Signposting open data: discovery guides and other bright ideas

Post: 2 June 2016

For re-users of open data, discovery of existing datasets and resources is a priority need, second only to the core problem of unlocking public data in the first place. In this post I would like to suggest some strategies that open data publishers can consider to improve signposting and encourage re-use of their datasets.

Data discovery in the broad sense is a well understood concept in the research and commercial sectors, and publishers have available a range of options: data catalogues, hubs and repositories, standards of curation, documentation and metadata, and so on.

However UK open data presents additional challenges for potential re-users. Simply identifying and locating datasets of value is a significant barrier, particularly for the general public and re-users who do not identify as members of the open data community.

image


In many ways this is an awkward and inhospitable moment for discovery of UK open data. The previous Government’s ambition to collate data inventories from across the public sector and produce a coherent “national information infrastructure” has been quietly abandoned. Data.gov.uk remains under-resourced and the quality of its data catalogue is highly variable. Public sector information in general has been culled and atomised to fit the transactional priorities of GDS’s digital transformation of government.

At the same time public authorities are pushing out an increasing number of datasets, driven by unexpired policy objectives, DCLG’s transparency code, the availability of Data.gov.uk’s “harvesting” technology and, in some cases, even a genuine commitment to openness and transparency.

Realistically it’s too early to judge the full economic and social implications of UK open data, given that so many core public data assets remain closed. However with Cabinet Office paying less attention to open data policy some of the early hype-driven momentum has begun to fade. Some public authorities face internal pressure to justify their open data programmes by highlighting examples of re-use and demonstrable benefits.

In that context it is vital that we recognise the difference between lack of demand for open data, and lack of awareness and recognition of its potential. This is why it’s important to make sure significant open data resources are properly signposted.

- _Records shown_:
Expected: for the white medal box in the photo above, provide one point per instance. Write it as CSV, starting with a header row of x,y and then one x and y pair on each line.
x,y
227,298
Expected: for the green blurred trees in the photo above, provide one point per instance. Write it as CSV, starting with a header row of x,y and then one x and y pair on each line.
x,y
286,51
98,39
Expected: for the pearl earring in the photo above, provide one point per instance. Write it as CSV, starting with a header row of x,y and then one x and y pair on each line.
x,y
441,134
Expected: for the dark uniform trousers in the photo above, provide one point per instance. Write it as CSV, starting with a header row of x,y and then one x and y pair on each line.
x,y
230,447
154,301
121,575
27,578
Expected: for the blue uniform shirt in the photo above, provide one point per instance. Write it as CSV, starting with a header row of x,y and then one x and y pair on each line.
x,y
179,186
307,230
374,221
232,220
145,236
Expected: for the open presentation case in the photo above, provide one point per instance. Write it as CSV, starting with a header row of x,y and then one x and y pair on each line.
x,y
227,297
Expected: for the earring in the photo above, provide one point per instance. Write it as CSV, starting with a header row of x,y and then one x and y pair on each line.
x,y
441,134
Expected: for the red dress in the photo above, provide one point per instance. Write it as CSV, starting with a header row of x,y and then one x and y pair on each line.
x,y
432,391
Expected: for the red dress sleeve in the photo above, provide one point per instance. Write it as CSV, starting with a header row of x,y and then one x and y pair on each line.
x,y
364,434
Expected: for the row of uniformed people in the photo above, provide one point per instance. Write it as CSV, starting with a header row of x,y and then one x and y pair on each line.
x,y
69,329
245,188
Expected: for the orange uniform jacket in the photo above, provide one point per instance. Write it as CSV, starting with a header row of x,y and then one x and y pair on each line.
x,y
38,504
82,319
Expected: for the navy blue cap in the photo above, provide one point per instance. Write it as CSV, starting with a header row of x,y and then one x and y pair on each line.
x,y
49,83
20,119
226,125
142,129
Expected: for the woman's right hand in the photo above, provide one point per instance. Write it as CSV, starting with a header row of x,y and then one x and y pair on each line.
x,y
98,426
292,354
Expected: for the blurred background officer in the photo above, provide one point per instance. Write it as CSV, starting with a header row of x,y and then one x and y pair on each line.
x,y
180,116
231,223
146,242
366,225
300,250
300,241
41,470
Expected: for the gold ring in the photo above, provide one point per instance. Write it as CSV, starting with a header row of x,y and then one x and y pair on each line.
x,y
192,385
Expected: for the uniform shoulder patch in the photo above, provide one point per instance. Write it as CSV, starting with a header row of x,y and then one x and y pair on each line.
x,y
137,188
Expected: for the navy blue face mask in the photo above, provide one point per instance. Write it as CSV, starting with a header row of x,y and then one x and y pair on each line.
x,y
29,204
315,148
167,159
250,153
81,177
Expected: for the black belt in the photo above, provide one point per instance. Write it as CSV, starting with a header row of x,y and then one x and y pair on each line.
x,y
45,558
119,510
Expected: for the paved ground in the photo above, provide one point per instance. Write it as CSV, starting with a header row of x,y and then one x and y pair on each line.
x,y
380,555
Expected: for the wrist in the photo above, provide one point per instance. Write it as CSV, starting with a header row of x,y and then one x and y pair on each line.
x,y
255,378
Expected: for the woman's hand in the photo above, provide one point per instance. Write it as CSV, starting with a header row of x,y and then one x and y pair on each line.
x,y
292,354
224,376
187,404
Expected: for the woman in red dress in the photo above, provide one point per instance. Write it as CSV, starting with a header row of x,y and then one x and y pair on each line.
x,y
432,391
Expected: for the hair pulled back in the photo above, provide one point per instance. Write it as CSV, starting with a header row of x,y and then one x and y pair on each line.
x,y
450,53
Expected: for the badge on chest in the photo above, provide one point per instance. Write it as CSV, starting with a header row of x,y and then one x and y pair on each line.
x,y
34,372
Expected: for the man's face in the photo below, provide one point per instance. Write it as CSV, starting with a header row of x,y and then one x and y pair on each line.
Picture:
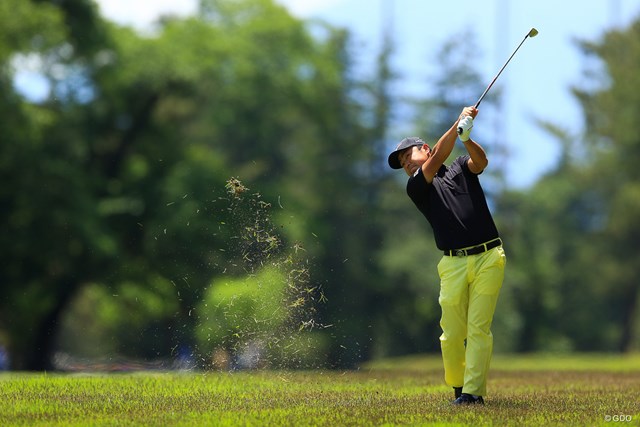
x,y
414,157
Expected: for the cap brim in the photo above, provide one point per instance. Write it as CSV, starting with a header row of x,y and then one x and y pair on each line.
x,y
394,159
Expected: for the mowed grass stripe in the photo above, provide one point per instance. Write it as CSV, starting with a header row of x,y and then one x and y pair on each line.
x,y
370,396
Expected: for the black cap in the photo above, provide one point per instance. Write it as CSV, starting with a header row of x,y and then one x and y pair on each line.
x,y
394,161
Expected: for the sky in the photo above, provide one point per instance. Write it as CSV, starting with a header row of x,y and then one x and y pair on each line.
x,y
536,83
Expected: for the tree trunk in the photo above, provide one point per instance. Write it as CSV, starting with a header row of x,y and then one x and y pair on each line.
x,y
41,348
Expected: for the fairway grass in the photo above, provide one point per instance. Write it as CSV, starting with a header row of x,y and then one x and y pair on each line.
x,y
531,390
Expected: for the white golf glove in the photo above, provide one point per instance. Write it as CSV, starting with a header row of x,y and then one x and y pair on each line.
x,y
464,128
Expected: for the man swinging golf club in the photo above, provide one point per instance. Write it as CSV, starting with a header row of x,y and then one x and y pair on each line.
x,y
472,268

- _Written tasks_:
a - Could you copy the passage of the open data signposting post starting at "Signposting open data: discovery" and ending at "of their datasets."?
b - Can you carry on the post about signposting open data from the point where it stops?

- _Task answers_:
a -
Signposting open data: discovery guides and other bright ideas

Post: 2 June 2016

For re-users of open data, discovery of existing datasets and resources is a priority need, second only to the core problem of unlocking public data in the first place. In this post I would like to suggest some strategies that open data publishers can consider to improve signposting and encourage re-use of their datasets.

b -
Although I’m keen to encourage better signposting and discovery of open data across government, I am particularly interested in how Environment Agency approaches these problems. EA is midway through its journey from commercial data provider to open data publisher, and has also been central to the year-long #OpenDefra project to release 8,000 open datasets across the Defra Network.

EA currently has quite a complex ecology of platforms for publishing data, as set out in this recent post by Miles Gabriel. A high proportion of EA datasets are inter-related and of a technical nature, which means that to maximise re-use EA may need to signpost research and sources of underpinning knowledge as well as the data itself.

If EA can develop a successful strategy for promoting the availability of its open data this could serve as a template for other parts of government. Key to this effort is a recognition that we cannot usually expect public authorities to invest heavily in support for re-use of open data. We need to build consensus on the division of responsibilities between the data publisher, open data user groups, sector-specific interests, and data intermediaries.

Discovery guides

I recently wrote an “Open Data Discovery Guide” on the theme of UK Flood Risk and Flood Management, as a talking point for the Environment Agency Data Advisory Group. (It’s a PDF but try to contain your revulsion for a moment and hear me out.)

The discovery guide loosely follows the format of a series of short briefings published by the House of Commons Library, e.g.: Source of statistics: School level data. I like this format because it’s portable and can be distributed and stored locally. This is an approach to information exchange that works well within the culture of large organisations and supply chains, perhaps because the document metaphor creates an illusion of substance that does not translate well into web-native formats.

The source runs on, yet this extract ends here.